# PROMPT
Wherever the records include pictures, skip them and transcribe all the rest word for word.

# PROVIDED INFORMATION
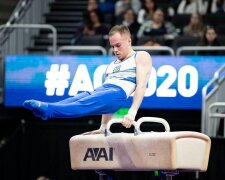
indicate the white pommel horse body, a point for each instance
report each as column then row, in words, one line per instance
column 141, row 151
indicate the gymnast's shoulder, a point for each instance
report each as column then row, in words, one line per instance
column 143, row 55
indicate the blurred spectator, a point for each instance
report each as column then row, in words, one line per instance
column 121, row 6
column 191, row 6
column 217, row 6
column 210, row 38
column 195, row 27
column 106, row 6
column 158, row 27
column 147, row 11
column 130, row 20
column 92, row 5
column 93, row 25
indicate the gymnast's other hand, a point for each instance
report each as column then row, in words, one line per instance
column 128, row 120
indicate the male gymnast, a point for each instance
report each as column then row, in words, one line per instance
column 127, row 74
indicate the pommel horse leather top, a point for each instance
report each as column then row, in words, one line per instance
column 140, row 151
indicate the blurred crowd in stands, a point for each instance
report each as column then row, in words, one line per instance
column 158, row 22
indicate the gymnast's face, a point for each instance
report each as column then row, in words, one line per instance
column 121, row 44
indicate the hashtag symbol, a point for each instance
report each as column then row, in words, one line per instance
column 57, row 79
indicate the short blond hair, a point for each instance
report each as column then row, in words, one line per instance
column 122, row 29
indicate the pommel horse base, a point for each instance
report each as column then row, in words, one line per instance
column 167, row 151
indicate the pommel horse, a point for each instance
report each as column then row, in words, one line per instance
column 167, row 151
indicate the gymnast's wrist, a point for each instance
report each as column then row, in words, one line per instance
column 102, row 128
column 132, row 112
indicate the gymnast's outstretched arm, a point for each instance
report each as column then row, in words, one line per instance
column 143, row 69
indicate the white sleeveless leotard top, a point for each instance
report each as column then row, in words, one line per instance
column 123, row 74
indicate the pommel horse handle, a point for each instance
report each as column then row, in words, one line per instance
column 137, row 124
column 151, row 119
column 113, row 121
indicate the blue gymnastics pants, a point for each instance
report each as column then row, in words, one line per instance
column 103, row 100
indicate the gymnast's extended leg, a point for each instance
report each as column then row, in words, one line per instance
column 103, row 100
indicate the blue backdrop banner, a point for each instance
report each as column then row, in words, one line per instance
column 175, row 82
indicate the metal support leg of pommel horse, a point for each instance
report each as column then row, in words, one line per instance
column 104, row 175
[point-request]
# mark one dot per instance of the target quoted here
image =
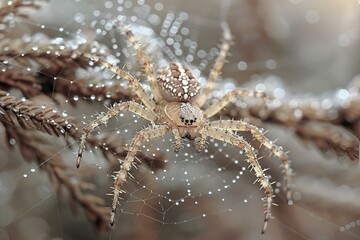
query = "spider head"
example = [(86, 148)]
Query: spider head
[(177, 83)]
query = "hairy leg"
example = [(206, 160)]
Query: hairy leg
[(148, 67), (221, 103), (259, 135), (178, 144), (134, 83), (216, 69), (103, 119), (229, 137), (148, 133)]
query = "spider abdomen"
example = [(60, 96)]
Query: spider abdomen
[(177, 83)]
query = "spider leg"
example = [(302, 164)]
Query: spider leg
[(148, 67), (216, 69), (218, 105), (227, 136), (259, 135), (112, 112), (134, 83), (148, 133)]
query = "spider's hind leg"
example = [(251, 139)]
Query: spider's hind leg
[(104, 118), (148, 133), (229, 137)]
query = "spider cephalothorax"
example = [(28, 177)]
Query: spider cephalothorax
[(176, 106)]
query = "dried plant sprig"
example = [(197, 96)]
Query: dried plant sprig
[(12, 10), (113, 146), (36, 148), (29, 115), (46, 56), (91, 88), (29, 85)]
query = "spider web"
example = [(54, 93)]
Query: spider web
[(208, 195)]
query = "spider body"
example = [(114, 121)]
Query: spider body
[(176, 106), (186, 117)]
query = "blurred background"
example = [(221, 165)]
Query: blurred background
[(302, 51)]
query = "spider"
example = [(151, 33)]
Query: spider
[(176, 106)]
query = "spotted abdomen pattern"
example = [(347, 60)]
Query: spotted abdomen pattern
[(177, 83)]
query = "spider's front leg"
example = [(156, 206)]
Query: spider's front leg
[(147, 65), (229, 137), (104, 118), (148, 133), (216, 69), (259, 135)]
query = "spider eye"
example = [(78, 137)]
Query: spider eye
[(177, 83)]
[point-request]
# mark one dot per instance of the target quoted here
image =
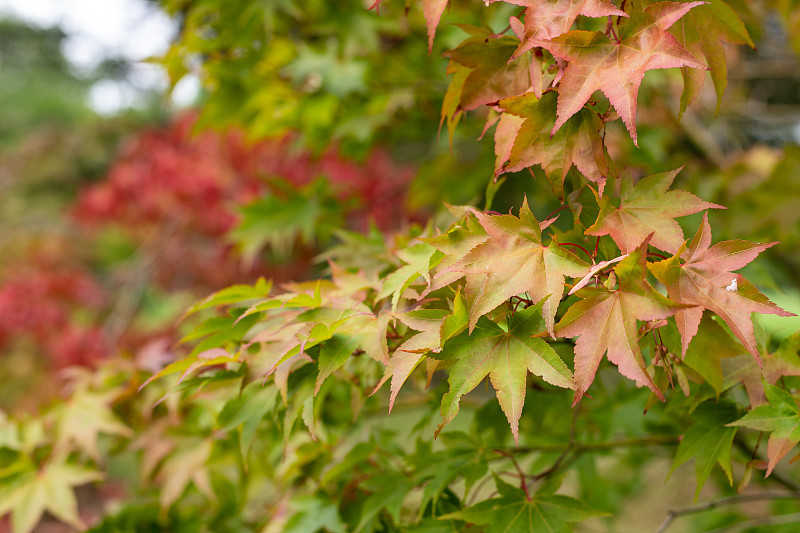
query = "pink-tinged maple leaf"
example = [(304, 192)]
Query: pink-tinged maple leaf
[(492, 77), (506, 357), (701, 276), (435, 326), (512, 261), (781, 418), (605, 322), (644, 208), (702, 32), (578, 143), (545, 19), (432, 9), (595, 62)]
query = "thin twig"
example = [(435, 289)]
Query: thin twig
[(570, 448), (733, 500)]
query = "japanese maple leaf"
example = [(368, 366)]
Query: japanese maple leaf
[(513, 260), (644, 208), (435, 326), (493, 76), (595, 62), (578, 143), (432, 9), (514, 510), (702, 31), (702, 277), (605, 322), (781, 418), (545, 19), (504, 356)]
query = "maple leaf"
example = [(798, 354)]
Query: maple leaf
[(435, 327), (506, 357), (545, 19), (644, 208), (708, 441), (781, 417), (188, 464), (595, 62), (50, 489), (702, 277), (578, 143), (463, 456), (493, 77), (605, 321), (514, 510), (785, 361), (512, 261), (701, 32), (81, 419)]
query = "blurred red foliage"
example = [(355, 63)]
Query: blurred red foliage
[(175, 194)]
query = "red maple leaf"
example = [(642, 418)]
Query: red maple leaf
[(605, 322), (702, 277)]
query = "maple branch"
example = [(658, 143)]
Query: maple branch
[(578, 246), (654, 440), (733, 500)]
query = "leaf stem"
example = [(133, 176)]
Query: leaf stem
[(733, 500), (578, 246)]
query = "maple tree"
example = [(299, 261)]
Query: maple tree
[(566, 307)]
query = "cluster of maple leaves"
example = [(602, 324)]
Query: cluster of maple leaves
[(498, 296), (499, 322), (538, 86)]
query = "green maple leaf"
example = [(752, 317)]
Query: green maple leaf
[(708, 441), (781, 418), (313, 513), (513, 510), (83, 417), (527, 142), (48, 489), (701, 276), (605, 322), (512, 261), (701, 32), (505, 356), (648, 207), (595, 62), (492, 77), (435, 326)]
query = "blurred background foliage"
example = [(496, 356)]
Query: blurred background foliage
[(316, 136)]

# EXPECTED ANSWER
indicate the white pommel horse body, a point for each instance
report each as column then row, in words, one line per instance
column 141, row 151
indicate the gymnast's shoulder, a point for each instance
report each as column then row, in words, one line per instance
column 143, row 55
indicate the blurred spectator, a point for each instance
report each as column then row, in words, one line per instance
column 121, row 6
column 191, row 6
column 217, row 6
column 210, row 38
column 195, row 27
column 106, row 6
column 158, row 27
column 147, row 11
column 130, row 20
column 92, row 5
column 93, row 25
indicate the gymnast's other hand, a point for each instance
report each as column then row, in words, one line per instance
column 128, row 120
indicate the male gymnast, a point for each instance
report each as column then row, in words, one line per instance
column 127, row 74
indicate the pommel horse leather top, a point for each instance
report each as column then row, in words, one line per instance
column 140, row 151
indicate the blurred crowd in stands, a point for each instance
report each as column then row, in words, one line per instance
column 158, row 22
indicate the gymnast's face, a point for each instance
report each as column then row, in words, one line per instance
column 121, row 44
indicate the hashtag symbol, a point for each instance
report each as column then row, in words, one line per instance
column 57, row 79
indicate the short blond hair, a point for each instance
report each as column then row, in words, one line per instance
column 122, row 29
indicate the pommel horse base, a point for each instance
report each as column then row, in words, one line per instance
column 167, row 151
indicate the pommel horse, a point for each instance
report each as column then row, in words, one line per instance
column 167, row 151
indicate the gymnast's wrist, a point for each instance
report each as column then row, in words, one line per instance
column 102, row 128
column 132, row 112
indicate the gymnast's outstretched arm, a point for each instance
report each as column then row, in words, one line per instance
column 143, row 69
indicate the white sleeveless leotard top, a point for each instance
report each as column then row, in words, one line per instance
column 123, row 74
indicate the pommel horse handle, a point for each instance
report each as column then row, in words, one line per instance
column 137, row 124
column 151, row 119
column 113, row 121
indicate the blue gymnastics pants, a point for each instance
report each as column then row, in words, one line per instance
column 103, row 100
indicate the gymnast's extended leg, a point for each instance
report each as column then row, in words, one line per instance
column 103, row 100
indicate the blue backdrop banner, a point for each instance
report each as column then row, in words, one line per instance
column 175, row 82
indicate the metal support leg of pommel horse, a point for each instance
report each as column then row, in words, one line per instance
column 104, row 175
[point-request]
# mark one dot per instance of the target quoted here
image =
query = "spider head"
example = [(86, 148)]
Query: spider head
[(177, 83)]
query = "hairy leg"
example = [(206, 160)]
Query: hairy leg
[(148, 67), (221, 103), (259, 135), (178, 144), (134, 83), (216, 69), (103, 119), (229, 137), (148, 133)]
query = "spider abdomen"
example = [(60, 96)]
Query: spider abdomen
[(177, 83)]
query = "spider leg"
example = [(302, 164)]
Query: spider leg
[(148, 67), (216, 69), (218, 105), (227, 136), (259, 135), (112, 112), (134, 83), (148, 133)]
query = "spider's hind leg"
example = [(251, 139)]
Query: spider's hind leg
[(104, 118), (148, 133), (229, 137)]
query = "spider cephalothorax"
example = [(28, 177)]
Query: spider cephalothorax
[(176, 106)]
query = "dried plant sprig"
example = [(197, 96)]
Query: dried plant sprig
[(12, 10), (113, 146), (36, 148), (29, 115), (46, 56), (91, 88), (29, 85)]
query = "spider web"
example = [(54, 93)]
Query: spider web
[(208, 195)]
query = "spider body"
example = [(114, 121)]
Query: spider body
[(176, 106), (186, 117)]
query = "blurred background"
example = [(221, 165)]
Query: blurred background
[(302, 51)]
query = "spider"
example = [(151, 33)]
Query: spider
[(176, 106)]
query = "spotted abdomen pattern"
example = [(347, 60)]
Query: spotted abdomen pattern
[(177, 83)]
query = "spider's front leg"
example = [(156, 206)]
Query: spider's front leg
[(147, 65), (229, 137), (104, 118), (148, 133), (216, 69), (259, 135)]
query = "spider eye"
example = [(78, 137)]
Query: spider eye
[(177, 83)]
[point-request]
# mark one dot per instance of the target quoted here
image =
query = "pink-tinged maple leaf"
example = [(304, 192)]
Query: pink-tinged maple leaf
[(492, 77), (506, 357), (701, 276), (435, 326), (512, 261), (781, 418), (605, 322), (644, 208), (702, 32), (578, 143), (545, 19), (432, 9), (595, 62)]
query = "thin twig"
example = [(435, 289)]
Query: thin twig
[(570, 448), (733, 500)]
query = "japanese maple leaf"
example = [(368, 366)]
Query: japanese maple leaf
[(513, 260), (644, 208), (435, 326), (493, 76), (595, 62), (578, 143), (432, 9), (514, 510), (702, 31), (702, 277), (605, 322), (781, 418), (545, 19), (504, 356)]
query = "maple leaf"
example = [(798, 354)]
Query: maple leaf
[(435, 327), (506, 357), (545, 19), (644, 208), (708, 441), (781, 417), (188, 464), (595, 62), (50, 489), (702, 277), (578, 143), (463, 456), (493, 77), (605, 321), (514, 510), (785, 361), (512, 261), (701, 32), (81, 419)]
query = "blurred red foliage"
example = [(355, 63)]
Query: blurred red foliage
[(175, 194)]
query = "red maple leaf"
example = [(642, 418)]
Query: red maple leaf
[(605, 322), (702, 277)]
query = "maple branch"
example = [(658, 143)]
Query: maple branch
[(578, 246), (654, 440), (733, 500)]
query = "leaf stem"
example = [(133, 176)]
Query: leaf stem
[(733, 500), (578, 246)]
query = "maple tree"
example = [(299, 261)]
Query: maple tree
[(566, 307)]
query = "cluster of maple leaves"
example = [(602, 324)]
Query: cluster of maple leaves
[(498, 296), (499, 322), (538, 86)]
query = "green maple leaf"
example = [(752, 317)]
Query: green maple leaf
[(708, 441), (781, 418), (313, 513), (513, 510), (83, 417), (527, 142), (48, 489), (701, 276), (605, 322), (512, 261), (701, 32), (505, 356), (648, 207), (595, 62), (492, 77), (435, 326)]
query = "blurred background foliage"
example = [(496, 356)]
Query: blurred background foliage
[(316, 136)]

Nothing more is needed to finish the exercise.